Collected data entries:
+ + + + +

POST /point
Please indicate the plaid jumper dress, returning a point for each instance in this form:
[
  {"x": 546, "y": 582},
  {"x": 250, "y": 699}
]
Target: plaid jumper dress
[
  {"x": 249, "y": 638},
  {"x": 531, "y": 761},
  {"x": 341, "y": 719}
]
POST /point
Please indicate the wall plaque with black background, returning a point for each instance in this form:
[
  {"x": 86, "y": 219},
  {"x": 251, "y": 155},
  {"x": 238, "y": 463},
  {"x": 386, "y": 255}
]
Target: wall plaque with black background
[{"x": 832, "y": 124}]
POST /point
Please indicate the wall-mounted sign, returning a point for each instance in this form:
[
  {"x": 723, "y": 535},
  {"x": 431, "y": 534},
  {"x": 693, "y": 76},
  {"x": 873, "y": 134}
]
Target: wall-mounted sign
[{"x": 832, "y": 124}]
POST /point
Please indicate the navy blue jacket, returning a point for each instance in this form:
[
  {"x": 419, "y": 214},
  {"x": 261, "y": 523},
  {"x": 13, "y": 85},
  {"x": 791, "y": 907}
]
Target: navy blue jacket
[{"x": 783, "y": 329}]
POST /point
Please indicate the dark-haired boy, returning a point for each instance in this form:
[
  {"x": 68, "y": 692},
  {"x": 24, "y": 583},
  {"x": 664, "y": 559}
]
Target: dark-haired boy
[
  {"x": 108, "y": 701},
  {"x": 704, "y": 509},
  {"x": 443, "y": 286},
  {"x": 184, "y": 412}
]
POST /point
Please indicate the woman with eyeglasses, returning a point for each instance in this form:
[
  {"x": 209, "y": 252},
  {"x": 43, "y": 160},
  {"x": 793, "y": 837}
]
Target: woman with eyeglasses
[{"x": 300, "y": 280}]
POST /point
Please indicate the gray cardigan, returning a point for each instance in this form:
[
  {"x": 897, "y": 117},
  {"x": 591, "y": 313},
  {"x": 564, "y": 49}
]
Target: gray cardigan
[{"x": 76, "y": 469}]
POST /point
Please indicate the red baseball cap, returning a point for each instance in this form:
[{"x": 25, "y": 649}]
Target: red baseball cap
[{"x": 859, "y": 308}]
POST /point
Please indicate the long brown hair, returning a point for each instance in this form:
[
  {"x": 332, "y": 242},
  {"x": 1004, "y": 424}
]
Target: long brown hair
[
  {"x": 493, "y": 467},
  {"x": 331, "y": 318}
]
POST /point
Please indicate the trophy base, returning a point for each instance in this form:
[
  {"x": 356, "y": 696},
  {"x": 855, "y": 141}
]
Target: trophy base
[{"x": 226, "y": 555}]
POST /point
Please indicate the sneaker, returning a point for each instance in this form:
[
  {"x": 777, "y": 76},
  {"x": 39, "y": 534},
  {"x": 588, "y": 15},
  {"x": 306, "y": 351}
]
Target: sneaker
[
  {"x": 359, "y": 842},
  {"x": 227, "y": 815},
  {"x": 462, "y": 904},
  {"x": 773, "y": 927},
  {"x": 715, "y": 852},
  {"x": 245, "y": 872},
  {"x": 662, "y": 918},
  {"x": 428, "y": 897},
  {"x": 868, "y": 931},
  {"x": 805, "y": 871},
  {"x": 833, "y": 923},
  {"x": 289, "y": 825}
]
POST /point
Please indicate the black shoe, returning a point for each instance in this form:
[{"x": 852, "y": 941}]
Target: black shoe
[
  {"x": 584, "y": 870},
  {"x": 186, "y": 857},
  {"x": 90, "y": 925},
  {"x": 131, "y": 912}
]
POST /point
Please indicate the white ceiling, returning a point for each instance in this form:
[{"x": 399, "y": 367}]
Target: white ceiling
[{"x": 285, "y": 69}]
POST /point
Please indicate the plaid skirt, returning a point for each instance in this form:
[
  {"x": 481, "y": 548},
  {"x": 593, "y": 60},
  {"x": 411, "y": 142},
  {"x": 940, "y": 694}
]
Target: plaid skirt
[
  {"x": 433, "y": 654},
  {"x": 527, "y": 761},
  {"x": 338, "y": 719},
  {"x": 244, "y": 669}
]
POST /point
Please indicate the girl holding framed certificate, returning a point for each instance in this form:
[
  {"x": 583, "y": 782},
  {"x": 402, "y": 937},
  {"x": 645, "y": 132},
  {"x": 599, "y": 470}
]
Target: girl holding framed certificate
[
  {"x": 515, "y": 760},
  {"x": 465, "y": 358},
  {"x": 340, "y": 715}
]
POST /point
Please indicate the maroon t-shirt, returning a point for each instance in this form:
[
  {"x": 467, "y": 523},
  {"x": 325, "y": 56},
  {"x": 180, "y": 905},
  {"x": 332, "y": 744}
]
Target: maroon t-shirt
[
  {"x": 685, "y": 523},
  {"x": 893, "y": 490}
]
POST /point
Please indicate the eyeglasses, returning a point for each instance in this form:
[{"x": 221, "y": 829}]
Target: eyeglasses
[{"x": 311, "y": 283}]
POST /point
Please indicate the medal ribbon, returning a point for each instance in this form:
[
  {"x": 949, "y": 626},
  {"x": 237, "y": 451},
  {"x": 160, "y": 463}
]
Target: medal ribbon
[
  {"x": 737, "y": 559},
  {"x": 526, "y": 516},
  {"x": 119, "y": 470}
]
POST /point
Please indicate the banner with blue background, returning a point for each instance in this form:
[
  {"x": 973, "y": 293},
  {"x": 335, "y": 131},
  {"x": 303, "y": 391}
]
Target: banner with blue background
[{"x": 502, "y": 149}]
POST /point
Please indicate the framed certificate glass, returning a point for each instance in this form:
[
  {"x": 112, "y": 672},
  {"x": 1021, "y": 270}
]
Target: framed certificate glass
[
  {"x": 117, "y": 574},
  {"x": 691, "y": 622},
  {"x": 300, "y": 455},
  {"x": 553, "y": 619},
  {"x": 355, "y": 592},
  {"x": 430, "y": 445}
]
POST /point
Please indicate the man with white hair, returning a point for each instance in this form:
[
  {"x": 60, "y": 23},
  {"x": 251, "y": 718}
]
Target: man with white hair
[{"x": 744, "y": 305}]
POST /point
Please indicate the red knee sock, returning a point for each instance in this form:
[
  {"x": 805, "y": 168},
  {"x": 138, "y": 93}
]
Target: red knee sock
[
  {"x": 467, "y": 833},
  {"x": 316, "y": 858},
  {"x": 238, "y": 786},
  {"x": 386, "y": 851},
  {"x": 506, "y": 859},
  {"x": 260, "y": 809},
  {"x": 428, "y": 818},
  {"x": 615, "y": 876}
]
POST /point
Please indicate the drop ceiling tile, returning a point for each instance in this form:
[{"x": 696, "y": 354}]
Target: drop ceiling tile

+ + + + +

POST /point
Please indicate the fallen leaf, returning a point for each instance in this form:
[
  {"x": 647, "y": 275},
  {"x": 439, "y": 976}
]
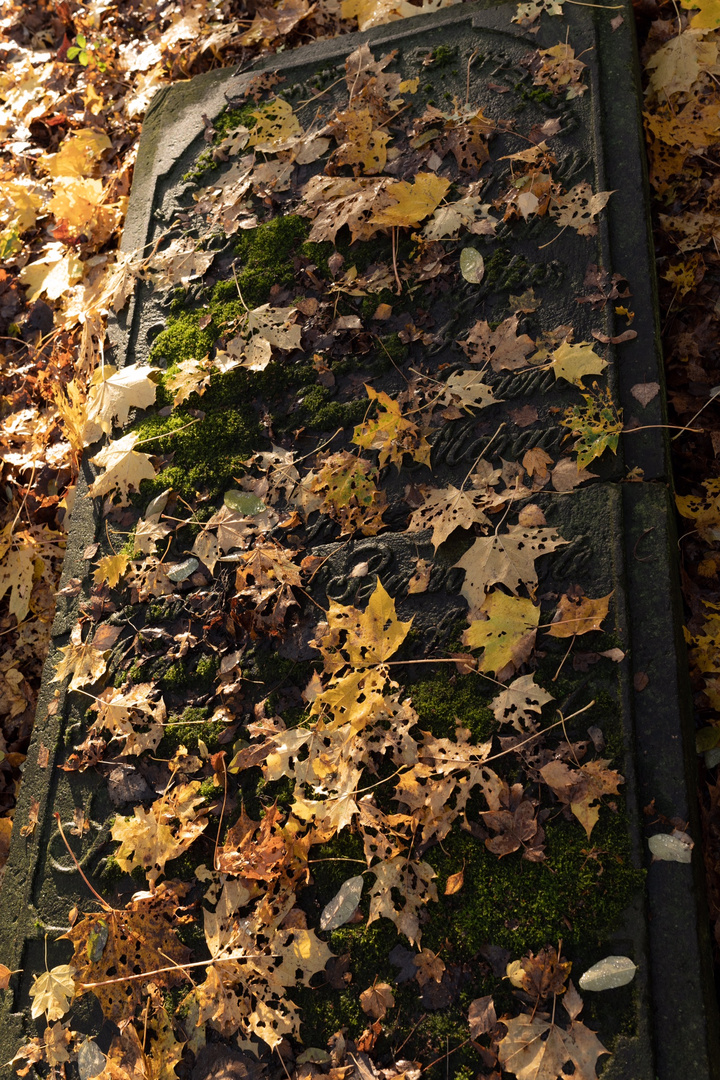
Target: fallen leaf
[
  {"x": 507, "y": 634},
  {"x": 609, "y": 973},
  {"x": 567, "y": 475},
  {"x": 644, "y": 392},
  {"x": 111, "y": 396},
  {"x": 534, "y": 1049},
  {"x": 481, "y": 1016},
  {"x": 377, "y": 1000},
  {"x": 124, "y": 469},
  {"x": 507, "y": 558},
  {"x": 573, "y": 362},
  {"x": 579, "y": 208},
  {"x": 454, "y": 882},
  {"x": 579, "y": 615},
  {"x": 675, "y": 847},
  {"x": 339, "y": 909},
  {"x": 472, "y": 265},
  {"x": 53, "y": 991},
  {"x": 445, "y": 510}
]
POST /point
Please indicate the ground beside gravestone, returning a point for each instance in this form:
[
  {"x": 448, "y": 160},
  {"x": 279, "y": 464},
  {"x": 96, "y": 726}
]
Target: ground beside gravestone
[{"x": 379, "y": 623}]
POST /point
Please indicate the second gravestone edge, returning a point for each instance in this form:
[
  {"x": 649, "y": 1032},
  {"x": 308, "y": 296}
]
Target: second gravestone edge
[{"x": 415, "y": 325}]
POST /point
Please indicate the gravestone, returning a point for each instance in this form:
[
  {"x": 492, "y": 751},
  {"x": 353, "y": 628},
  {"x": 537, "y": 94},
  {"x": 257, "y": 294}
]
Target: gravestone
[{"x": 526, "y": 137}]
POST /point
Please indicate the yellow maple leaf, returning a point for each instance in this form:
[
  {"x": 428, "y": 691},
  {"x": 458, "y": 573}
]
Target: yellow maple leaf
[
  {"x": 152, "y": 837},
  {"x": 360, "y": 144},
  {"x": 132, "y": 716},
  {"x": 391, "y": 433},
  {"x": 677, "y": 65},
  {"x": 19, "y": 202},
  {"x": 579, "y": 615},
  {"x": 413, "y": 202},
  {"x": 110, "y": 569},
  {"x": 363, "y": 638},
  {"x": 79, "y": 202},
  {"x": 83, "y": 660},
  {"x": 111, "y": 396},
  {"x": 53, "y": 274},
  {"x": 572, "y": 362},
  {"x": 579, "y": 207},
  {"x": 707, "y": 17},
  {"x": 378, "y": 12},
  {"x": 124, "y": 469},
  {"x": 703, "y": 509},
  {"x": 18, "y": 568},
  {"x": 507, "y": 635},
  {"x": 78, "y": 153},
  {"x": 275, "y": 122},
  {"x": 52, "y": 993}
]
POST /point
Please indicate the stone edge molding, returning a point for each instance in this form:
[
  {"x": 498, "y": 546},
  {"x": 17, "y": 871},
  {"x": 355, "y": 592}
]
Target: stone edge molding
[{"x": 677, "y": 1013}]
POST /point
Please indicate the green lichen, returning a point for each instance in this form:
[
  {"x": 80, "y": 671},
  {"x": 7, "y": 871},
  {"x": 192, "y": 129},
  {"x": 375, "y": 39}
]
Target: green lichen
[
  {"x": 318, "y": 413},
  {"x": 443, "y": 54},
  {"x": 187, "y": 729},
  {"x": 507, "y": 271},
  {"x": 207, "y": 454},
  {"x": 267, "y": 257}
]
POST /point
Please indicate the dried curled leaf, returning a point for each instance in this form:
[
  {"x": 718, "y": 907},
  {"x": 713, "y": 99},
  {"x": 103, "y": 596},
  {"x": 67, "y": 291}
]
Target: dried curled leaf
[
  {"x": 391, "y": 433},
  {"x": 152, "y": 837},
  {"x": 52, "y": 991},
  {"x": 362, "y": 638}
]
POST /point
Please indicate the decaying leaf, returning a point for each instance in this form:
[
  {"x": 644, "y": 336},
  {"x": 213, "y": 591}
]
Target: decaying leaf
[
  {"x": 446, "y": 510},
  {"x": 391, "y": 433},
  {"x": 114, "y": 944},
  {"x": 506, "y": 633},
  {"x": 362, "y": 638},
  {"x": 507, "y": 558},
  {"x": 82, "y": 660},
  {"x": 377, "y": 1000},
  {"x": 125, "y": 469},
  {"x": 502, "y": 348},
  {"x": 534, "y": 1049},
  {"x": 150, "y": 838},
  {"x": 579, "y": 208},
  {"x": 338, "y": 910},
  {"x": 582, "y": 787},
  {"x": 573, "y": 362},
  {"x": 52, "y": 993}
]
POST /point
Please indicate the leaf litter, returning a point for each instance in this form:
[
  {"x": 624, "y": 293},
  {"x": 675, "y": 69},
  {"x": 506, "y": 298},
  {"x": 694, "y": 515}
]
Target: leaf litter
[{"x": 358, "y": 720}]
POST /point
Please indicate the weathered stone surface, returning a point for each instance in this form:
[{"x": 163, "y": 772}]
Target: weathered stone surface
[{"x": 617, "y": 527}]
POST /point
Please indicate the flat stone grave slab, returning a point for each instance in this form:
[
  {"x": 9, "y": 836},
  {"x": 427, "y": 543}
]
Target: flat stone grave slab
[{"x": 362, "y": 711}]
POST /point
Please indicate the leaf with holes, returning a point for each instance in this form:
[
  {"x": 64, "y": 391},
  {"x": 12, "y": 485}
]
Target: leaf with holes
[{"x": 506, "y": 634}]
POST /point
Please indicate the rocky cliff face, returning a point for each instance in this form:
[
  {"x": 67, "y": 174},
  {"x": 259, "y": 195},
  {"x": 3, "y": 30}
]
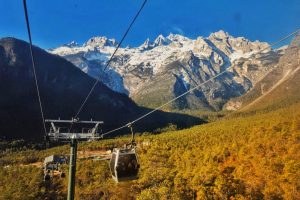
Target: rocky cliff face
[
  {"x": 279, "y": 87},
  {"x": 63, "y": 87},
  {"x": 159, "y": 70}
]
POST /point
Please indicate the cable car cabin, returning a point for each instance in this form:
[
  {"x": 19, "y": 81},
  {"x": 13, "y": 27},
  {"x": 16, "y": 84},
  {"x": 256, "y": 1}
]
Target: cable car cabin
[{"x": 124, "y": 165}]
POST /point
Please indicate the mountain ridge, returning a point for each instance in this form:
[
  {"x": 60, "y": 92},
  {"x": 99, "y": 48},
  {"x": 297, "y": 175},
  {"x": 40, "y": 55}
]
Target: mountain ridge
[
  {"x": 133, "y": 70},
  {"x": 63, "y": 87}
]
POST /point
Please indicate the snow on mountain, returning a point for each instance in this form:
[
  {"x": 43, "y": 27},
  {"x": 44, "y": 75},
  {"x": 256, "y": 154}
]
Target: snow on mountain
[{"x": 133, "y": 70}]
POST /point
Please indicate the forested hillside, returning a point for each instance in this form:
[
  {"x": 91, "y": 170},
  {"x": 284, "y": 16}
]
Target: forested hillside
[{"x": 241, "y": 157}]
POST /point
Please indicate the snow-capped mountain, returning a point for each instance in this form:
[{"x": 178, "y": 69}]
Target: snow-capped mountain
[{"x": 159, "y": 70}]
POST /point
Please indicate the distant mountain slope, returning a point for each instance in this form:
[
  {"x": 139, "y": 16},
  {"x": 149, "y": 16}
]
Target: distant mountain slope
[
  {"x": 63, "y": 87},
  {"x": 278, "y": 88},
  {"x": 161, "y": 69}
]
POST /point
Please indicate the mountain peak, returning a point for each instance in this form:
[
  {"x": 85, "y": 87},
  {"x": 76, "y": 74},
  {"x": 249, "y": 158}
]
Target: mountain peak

+ + + + +

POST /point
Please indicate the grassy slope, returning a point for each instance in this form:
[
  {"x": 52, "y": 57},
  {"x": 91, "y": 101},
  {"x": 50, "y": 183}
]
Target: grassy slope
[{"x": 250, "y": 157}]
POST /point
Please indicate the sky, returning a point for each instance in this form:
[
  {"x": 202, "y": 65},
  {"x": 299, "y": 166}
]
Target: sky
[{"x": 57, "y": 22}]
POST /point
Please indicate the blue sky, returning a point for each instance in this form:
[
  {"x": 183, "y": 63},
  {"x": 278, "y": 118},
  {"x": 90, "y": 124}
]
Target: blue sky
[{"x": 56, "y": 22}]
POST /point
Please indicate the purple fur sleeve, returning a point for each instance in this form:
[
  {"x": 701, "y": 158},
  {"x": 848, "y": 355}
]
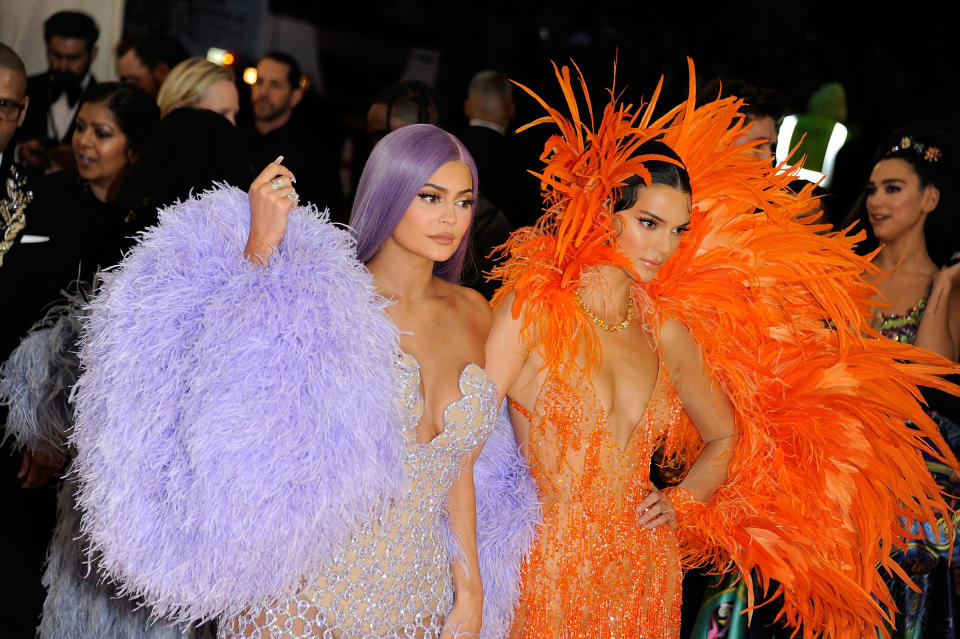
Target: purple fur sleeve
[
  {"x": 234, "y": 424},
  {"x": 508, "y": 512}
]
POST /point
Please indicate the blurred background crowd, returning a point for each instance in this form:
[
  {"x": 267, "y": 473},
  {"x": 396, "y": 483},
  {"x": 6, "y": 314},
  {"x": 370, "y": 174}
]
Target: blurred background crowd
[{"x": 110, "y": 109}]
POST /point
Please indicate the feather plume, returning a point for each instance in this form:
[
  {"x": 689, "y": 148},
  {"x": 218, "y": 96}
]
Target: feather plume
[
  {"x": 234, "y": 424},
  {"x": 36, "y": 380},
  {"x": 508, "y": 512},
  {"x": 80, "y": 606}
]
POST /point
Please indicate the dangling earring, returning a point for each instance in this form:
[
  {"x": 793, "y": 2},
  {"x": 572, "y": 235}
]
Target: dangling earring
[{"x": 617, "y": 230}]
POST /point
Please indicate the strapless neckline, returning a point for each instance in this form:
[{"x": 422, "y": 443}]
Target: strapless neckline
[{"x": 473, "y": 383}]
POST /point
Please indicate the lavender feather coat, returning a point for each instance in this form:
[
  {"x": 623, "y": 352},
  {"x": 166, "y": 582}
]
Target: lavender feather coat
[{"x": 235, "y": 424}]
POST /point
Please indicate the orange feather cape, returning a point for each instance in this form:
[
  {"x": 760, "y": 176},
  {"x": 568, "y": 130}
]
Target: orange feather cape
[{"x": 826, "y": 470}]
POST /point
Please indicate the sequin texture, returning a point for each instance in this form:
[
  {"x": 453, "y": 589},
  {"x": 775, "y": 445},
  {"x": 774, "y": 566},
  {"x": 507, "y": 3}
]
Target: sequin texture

+ + + + +

## Aim
Count the lines in the entries above that contain the word "lichen", and give only that number.

## Result for this exercise
2